Prompt:
Rewrite the rows from the line containing "Where can you find the young" through the line containing "point(52, 28)", inclusive, keeping the requests. Scale every coordinate in the marked points by 1.5 and round to whole numbers, with halves rounding up, but leave the request text and its sample points unchanged.
★ ★ ★ ★ ★ ★ ★
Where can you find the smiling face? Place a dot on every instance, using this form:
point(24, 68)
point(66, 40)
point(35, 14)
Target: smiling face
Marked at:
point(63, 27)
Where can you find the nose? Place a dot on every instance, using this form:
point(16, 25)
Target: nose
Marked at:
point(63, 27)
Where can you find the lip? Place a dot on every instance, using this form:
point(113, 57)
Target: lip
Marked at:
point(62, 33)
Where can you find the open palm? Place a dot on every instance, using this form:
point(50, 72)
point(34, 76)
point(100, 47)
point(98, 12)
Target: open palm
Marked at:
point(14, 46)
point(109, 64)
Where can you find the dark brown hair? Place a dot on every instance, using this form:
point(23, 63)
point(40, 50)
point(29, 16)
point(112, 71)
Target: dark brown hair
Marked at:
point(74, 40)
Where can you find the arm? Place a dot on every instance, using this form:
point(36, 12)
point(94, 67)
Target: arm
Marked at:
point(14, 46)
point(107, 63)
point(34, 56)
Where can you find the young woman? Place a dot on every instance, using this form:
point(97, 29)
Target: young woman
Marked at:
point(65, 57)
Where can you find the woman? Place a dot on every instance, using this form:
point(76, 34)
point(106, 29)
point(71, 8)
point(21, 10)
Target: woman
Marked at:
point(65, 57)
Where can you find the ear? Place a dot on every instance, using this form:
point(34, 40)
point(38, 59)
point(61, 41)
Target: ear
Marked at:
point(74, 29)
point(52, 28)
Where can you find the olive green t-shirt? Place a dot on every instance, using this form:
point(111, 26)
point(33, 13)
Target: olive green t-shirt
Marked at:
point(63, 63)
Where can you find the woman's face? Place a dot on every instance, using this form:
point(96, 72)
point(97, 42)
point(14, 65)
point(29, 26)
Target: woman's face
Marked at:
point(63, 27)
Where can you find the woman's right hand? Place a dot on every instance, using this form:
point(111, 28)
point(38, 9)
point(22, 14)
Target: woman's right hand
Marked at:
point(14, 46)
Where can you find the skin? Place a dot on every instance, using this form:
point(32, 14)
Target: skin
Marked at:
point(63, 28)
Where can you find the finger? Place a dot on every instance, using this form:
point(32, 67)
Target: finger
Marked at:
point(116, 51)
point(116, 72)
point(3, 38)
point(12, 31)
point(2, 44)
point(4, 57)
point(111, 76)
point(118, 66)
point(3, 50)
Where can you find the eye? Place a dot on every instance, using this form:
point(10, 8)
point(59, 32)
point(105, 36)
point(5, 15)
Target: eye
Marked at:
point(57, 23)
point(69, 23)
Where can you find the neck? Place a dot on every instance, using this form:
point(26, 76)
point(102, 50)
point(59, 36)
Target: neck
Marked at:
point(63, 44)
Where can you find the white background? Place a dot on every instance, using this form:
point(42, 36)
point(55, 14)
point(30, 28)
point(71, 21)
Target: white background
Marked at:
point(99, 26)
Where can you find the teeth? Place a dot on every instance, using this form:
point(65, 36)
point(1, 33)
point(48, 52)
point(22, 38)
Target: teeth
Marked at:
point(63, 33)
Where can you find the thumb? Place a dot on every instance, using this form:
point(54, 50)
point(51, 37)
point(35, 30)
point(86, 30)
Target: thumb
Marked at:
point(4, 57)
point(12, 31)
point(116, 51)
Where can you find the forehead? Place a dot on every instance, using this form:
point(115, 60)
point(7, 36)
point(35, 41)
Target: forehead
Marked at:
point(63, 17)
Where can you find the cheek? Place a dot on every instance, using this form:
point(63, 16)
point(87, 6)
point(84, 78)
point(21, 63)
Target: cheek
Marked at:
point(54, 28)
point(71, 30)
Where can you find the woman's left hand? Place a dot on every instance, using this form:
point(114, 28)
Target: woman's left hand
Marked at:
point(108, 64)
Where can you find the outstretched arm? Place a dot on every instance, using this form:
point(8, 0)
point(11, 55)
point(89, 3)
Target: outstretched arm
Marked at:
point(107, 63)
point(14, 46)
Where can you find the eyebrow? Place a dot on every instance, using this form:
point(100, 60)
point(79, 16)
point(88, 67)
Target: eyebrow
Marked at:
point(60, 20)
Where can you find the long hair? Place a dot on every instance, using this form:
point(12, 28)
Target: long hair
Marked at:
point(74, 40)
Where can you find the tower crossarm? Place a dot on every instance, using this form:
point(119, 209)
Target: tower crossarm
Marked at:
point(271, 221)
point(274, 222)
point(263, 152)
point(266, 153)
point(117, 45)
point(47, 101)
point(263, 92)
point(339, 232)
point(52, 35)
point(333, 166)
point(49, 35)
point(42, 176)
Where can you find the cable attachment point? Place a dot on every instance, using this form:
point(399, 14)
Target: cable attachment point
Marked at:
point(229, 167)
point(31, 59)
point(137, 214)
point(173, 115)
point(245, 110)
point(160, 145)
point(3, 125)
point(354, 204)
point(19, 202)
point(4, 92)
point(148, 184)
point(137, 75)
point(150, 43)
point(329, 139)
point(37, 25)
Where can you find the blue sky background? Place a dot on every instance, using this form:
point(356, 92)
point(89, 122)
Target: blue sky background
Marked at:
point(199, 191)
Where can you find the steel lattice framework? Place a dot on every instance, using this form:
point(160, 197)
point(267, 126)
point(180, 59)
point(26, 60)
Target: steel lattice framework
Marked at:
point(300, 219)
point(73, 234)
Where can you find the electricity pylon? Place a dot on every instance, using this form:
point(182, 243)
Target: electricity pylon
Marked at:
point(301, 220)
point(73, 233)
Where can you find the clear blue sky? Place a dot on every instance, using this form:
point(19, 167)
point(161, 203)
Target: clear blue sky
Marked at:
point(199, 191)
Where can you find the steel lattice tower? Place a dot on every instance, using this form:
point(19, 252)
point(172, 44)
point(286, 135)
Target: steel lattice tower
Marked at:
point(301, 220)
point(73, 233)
★ ★ ★ ★ ★ ★ ★
Reply:
Where can you find the young woman? Place a dot on every instance, using this form:
point(97, 29)
Target: young woman
Marked at:
point(98, 86)
Where can you find the woman? Place a dot on every instance, using this form:
point(76, 34)
point(106, 29)
point(71, 8)
point(21, 10)
Target: woman
Marked at:
point(98, 86)
Where can you find the ear? Place a dot on every instance, using this form:
point(34, 40)
point(38, 59)
point(61, 41)
Target: ear
Marked at:
point(111, 44)
point(78, 42)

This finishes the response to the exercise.